### WHAT YOU ARE ASKED TO DO
Reproduce all of the data below without the pictures, requests included, and decrease every bounding-box coordinate in the answers by 106.

### ROWS

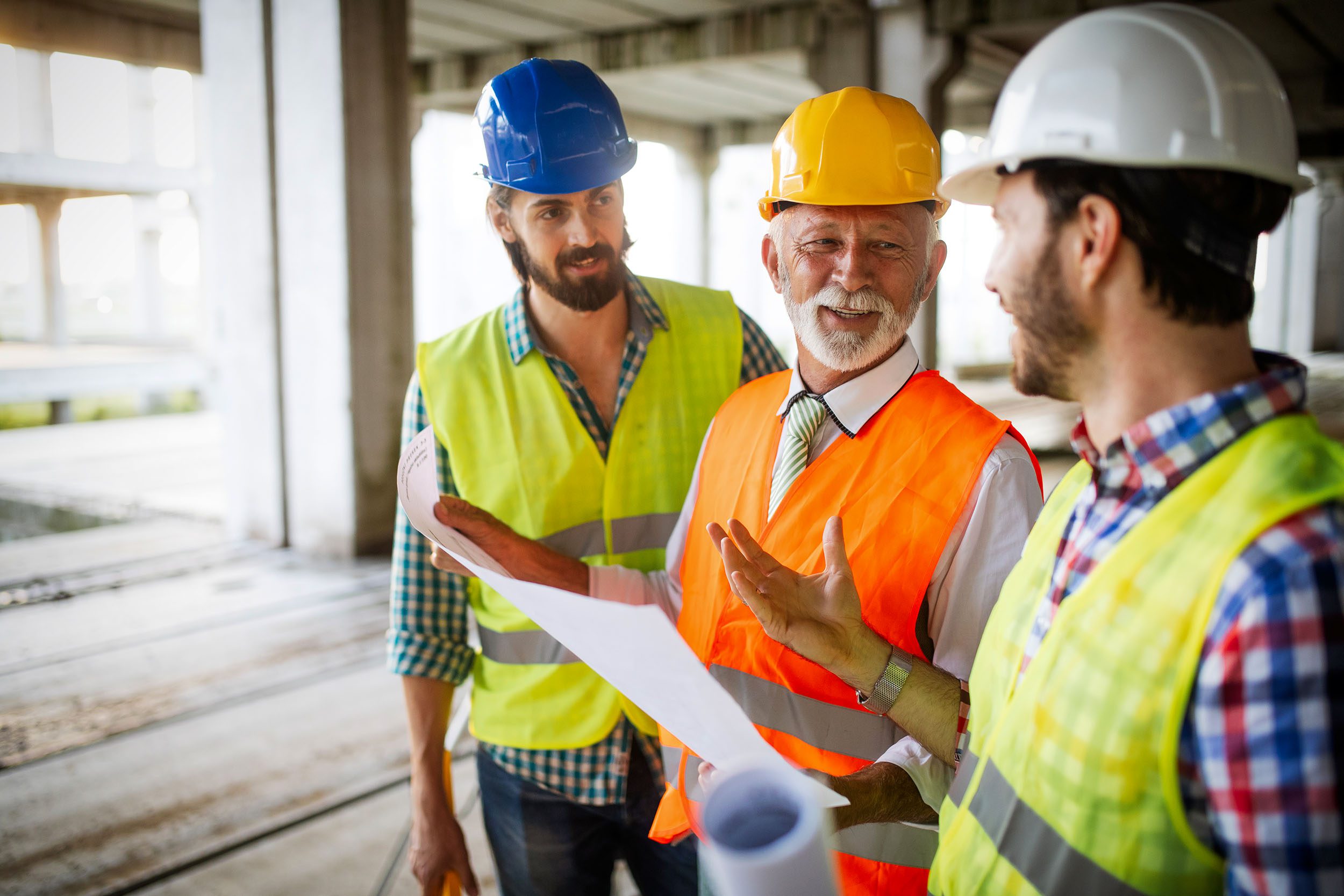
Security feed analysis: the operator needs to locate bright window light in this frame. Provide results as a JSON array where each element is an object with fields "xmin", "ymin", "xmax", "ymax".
[
  {"xmin": 51, "ymin": 52, "xmax": 131, "ymax": 161},
  {"xmin": 0, "ymin": 43, "xmax": 19, "ymax": 152},
  {"xmin": 151, "ymin": 68, "xmax": 196, "ymax": 168}
]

### TASK ANSWER
Security feed analysis: the operator needs to locate bright window light in this frame. Provide results as a JSON array where each element is an object with fields "xmin", "ymin", "xmax", "ymax".
[
  {"xmin": -55, "ymin": -54, "xmax": 25, "ymax": 55},
  {"xmin": -106, "ymin": -63, "xmax": -87, "ymax": 46},
  {"xmin": 45, "ymin": -38, "xmax": 90, "ymax": 62}
]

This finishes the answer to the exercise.